The Tefé National Forest (Floresta Nacional de Tefé) is a national forest in Amazonas, Brazil.
It protects a relatively well-preserved area of Amazon rainforest to the south of the town of Tefé on the Solimões River (upper Amazon River).
The resident population, scattered in small communities along the rivers, are engaged in sustainable farming, fishing and extraction of forest products.

==Location==

The Tefé National Forest is divided between the municipalities of Tefé (46.27%}, Juruá (11.89%), Carauari (4.96%) and Alvarães (36.88%) in Amazonas.
It has an area of 865126.62 ha.

The forest is bounded by the Tefé River to the east, the Bauana River, a tributary of the Tefé, to the north, the Andirá River, a tributary of the Juruá River, to the west, and the Curumitá de Baixo River, a tributary of the Tefé, to the south.
The Curimatá de Baixo runs through the reserve from southwest to northeast.
The Baixo Juruá Extractive Reserve adjoins the extreme northwest of the forest.

==History==

The Tefé National Forest was created by federal decree 97.629 of 10 April 1989 with an estimated area of 1020000 ha.
It is classed as IUCN protected area category VI (protected area with sustainable use of natural resources).
The purpose is to support sustainable multiple use of forest resources, and scientific research with emphasis on methods for sustainable exploitation of native forests.
The forest is administered by the Chico Mendes Institute for Biodiversity Conservation.

* _Work request 1_
According to the passage on the Tefé National Forest, why was the forest established? Answer in one to three sentences.
* _Work request 2_
Carry on the passage about the Tefé National Forest, picking up after its final sentence.

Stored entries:
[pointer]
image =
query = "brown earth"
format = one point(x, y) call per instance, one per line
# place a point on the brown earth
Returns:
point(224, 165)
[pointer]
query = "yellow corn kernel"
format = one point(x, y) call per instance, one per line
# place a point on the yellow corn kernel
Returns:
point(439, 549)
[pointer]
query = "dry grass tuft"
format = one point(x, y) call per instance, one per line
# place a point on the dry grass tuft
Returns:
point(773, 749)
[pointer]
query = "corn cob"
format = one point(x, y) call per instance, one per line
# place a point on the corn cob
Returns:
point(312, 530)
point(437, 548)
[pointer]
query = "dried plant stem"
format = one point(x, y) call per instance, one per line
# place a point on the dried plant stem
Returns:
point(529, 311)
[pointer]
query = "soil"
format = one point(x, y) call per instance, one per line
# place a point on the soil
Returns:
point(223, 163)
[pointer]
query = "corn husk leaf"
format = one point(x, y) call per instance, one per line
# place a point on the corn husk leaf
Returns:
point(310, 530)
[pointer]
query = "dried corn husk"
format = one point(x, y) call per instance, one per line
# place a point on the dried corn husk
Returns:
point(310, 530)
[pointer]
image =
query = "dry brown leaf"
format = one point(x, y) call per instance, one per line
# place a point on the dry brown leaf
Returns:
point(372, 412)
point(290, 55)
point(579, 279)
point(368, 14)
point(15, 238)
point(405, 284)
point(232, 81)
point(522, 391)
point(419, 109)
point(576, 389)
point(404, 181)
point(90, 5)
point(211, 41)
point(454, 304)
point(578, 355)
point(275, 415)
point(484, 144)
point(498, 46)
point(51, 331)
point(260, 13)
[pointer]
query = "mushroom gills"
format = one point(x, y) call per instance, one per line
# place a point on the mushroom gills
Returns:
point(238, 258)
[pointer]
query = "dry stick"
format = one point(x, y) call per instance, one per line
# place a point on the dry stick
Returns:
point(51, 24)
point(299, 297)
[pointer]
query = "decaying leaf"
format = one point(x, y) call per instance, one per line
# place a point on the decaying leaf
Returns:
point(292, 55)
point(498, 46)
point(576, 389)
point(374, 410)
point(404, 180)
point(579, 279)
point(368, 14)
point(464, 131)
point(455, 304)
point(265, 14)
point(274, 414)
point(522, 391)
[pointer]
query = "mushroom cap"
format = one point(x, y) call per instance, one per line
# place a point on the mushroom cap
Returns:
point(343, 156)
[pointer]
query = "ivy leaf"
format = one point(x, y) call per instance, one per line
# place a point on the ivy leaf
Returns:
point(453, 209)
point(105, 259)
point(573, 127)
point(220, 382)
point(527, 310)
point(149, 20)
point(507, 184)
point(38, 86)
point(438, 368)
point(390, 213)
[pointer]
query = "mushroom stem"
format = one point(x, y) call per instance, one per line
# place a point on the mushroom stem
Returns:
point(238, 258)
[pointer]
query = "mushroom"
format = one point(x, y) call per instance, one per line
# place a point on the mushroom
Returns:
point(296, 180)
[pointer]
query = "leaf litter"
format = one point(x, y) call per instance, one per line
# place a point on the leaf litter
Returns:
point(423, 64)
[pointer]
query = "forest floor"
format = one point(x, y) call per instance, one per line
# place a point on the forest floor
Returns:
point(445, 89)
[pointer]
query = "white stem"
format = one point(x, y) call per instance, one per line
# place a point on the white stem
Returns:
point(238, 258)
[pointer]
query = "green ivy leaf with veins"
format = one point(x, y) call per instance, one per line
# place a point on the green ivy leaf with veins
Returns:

* _Answer space 1_
The forest is meant to support the sustainable multiple use of forest resources. It also serves scientific research, with emphasis on methods for the sustainable exploitation of native forests.

* _Answer space 2_
The forest became part of the Central Amazon Ecological Corridor, established in 2002.
The consultative council was created on 24 February 2011.
The profile of the beneficiary families was approved on 7 October 2015 and the management plan was approved on 23 February 2016.

==Population==

As of 2003 there was a low level of deforestation, largely due to the isolation of the forest from urban centers.
As of 2006 there were 359 families with an estimated total of 2,154 people in the forest, living in 30 communities along the three main rivers.
There were 124 families in 11 communities along the Tefé, 74 families in 8 communities along the Bauana and 171 families in 11 communities along the Curumitá de Baixo.
The residents are mainly engaged in family farming, cultivating small fields of cassava to make flour.
The surplus is marketed in the city of Tefé either directly or through middlemen.
Other activities include artisan fishing and extraction of nuts, açaí, andiroba, copaiba and wood.